[What you should do]
Starting with the line that contains "out the parked", copy every line through the end of the data below, exactly and with nothing added.

** START **

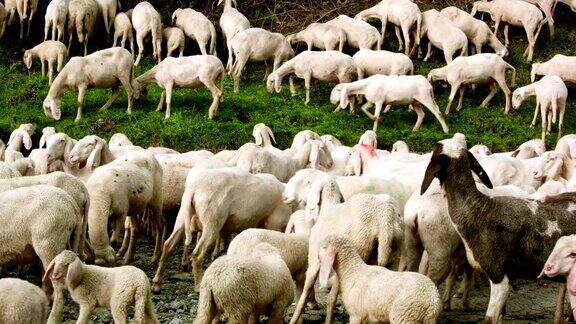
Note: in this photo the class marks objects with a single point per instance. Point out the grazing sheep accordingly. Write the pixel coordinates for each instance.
(326, 66)
(477, 31)
(49, 52)
(187, 72)
(196, 26)
(471, 70)
(256, 45)
(359, 34)
(412, 90)
(443, 34)
(123, 28)
(91, 286)
(396, 297)
(403, 14)
(560, 65)
(246, 286)
(516, 13)
(107, 68)
(55, 18)
(322, 36)
(232, 22)
(82, 17)
(551, 95)
(146, 19)
(174, 37)
(22, 302)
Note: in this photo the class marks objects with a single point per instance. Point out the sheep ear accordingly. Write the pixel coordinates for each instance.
(74, 275)
(326, 264)
(477, 168)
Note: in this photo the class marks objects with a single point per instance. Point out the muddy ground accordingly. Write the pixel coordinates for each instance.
(177, 303)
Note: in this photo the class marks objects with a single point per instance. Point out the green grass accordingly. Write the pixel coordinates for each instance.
(21, 96)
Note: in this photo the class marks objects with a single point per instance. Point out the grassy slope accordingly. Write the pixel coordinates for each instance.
(21, 97)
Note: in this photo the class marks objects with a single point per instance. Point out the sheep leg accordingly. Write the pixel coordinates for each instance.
(498, 294)
(115, 94)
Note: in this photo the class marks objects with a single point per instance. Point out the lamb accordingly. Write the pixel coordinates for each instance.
(235, 210)
(244, 287)
(190, 72)
(476, 69)
(477, 31)
(174, 37)
(491, 247)
(322, 36)
(560, 65)
(516, 13)
(107, 68)
(91, 286)
(327, 66)
(232, 22)
(256, 45)
(123, 28)
(369, 62)
(402, 14)
(49, 52)
(82, 16)
(55, 18)
(551, 95)
(443, 34)
(394, 90)
(196, 26)
(359, 34)
(146, 19)
(22, 302)
(396, 297)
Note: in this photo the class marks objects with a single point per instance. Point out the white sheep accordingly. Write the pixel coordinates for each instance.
(326, 66)
(471, 70)
(477, 31)
(107, 68)
(82, 17)
(359, 34)
(146, 19)
(322, 36)
(394, 90)
(187, 72)
(256, 45)
(22, 302)
(403, 14)
(123, 29)
(91, 286)
(196, 26)
(49, 52)
(560, 65)
(232, 22)
(443, 34)
(369, 62)
(372, 293)
(246, 286)
(516, 13)
(175, 40)
(55, 18)
(551, 95)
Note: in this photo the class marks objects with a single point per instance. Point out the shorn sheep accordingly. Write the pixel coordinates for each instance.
(186, 72)
(327, 66)
(491, 227)
(471, 70)
(373, 293)
(49, 52)
(403, 14)
(551, 95)
(107, 68)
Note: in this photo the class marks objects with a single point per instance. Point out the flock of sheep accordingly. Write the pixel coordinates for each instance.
(317, 210)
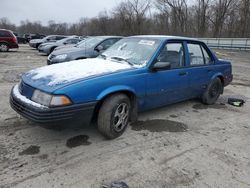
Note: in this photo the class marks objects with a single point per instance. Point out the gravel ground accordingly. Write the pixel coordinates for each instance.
(182, 145)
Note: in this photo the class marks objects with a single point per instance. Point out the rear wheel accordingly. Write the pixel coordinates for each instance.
(213, 92)
(114, 116)
(4, 47)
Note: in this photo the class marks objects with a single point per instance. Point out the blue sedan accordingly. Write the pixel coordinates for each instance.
(137, 73)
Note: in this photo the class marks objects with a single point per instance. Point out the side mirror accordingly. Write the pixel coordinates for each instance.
(99, 48)
(161, 66)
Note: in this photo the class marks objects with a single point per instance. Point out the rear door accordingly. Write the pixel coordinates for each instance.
(201, 67)
(169, 86)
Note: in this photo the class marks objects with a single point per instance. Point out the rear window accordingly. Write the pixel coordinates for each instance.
(5, 34)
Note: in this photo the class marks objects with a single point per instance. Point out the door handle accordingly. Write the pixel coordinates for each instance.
(182, 73)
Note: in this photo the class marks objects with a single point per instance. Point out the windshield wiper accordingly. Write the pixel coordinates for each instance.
(122, 59)
(103, 56)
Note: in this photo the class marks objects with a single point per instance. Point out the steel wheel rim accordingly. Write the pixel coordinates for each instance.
(121, 117)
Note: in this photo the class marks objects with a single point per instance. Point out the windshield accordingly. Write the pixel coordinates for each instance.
(136, 51)
(48, 37)
(89, 42)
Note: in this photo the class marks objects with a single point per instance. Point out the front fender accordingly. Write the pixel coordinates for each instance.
(114, 89)
(218, 74)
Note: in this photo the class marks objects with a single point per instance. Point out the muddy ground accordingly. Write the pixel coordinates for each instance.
(182, 145)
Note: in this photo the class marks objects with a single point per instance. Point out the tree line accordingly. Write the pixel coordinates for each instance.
(200, 18)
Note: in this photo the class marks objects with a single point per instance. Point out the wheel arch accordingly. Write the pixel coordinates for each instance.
(129, 92)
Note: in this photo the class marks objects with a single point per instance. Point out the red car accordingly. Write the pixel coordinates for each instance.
(7, 40)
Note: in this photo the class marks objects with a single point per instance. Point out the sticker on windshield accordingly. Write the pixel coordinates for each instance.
(147, 42)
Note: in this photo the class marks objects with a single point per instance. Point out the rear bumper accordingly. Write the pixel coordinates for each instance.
(77, 113)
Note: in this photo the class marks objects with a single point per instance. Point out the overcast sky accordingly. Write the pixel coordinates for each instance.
(59, 10)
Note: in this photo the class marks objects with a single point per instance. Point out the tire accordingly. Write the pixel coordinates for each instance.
(114, 115)
(4, 47)
(51, 50)
(212, 92)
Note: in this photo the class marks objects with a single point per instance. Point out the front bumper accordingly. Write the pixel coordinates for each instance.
(44, 51)
(77, 113)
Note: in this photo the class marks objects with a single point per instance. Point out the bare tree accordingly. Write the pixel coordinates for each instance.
(178, 11)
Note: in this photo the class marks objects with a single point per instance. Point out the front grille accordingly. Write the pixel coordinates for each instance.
(26, 90)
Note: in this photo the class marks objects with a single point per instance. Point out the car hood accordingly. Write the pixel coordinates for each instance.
(72, 49)
(50, 78)
(64, 47)
(36, 40)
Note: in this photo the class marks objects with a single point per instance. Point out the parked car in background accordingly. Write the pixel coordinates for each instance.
(7, 40)
(89, 48)
(135, 74)
(20, 38)
(34, 36)
(34, 43)
(48, 47)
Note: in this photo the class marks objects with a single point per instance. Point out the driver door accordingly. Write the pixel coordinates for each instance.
(168, 86)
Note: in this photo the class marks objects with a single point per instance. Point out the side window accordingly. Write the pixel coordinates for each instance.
(74, 41)
(172, 53)
(195, 55)
(5, 34)
(107, 43)
(58, 38)
(207, 58)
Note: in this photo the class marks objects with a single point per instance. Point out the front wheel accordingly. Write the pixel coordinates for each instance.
(114, 116)
(212, 92)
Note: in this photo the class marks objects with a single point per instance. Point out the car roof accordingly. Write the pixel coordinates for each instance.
(106, 36)
(164, 37)
(6, 30)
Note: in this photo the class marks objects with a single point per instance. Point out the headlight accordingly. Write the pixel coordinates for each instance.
(41, 97)
(50, 100)
(61, 57)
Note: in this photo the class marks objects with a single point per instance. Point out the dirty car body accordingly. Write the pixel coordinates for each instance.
(142, 72)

** END **

[Result for this task]
Note: in this photo the class marks objects with a single point per instance. Point out the parked car in background accordingly. Write the pixel coordinates for each instance.
(7, 40)
(89, 48)
(135, 74)
(20, 38)
(34, 36)
(34, 43)
(48, 47)
Note: in this photo the class marks objects with a single point per instance. Point out the driver door accordingly. Write the pixel coordinates for each instance.
(168, 86)
Note: in this photo the class marks objects with a single point per instance. Point out the side window accordingly. Write the pixel coordinates for each instance.
(74, 41)
(172, 53)
(195, 55)
(5, 34)
(107, 43)
(58, 38)
(207, 58)
Note: in this photo the class marks objects with a single point per instance. Point out the front wheel accordingly. Write the pixel coordinates for each instance.
(114, 116)
(212, 92)
Note: in this photo the class marks objects with a single point per instance. Point out the car roof accordingly. Write the pixel coordinates for each instance.
(106, 36)
(164, 37)
(6, 30)
Note: in this photo the class marks objects with a single point per instance. Point out the headlight accordingly. Write the pixel coordinates for each instance.
(41, 97)
(50, 100)
(61, 57)
Note: in this photo the class marks objects with a single point per instance. Point out the dirty car body accordingly. Write the pixel coordinates for each instance.
(142, 72)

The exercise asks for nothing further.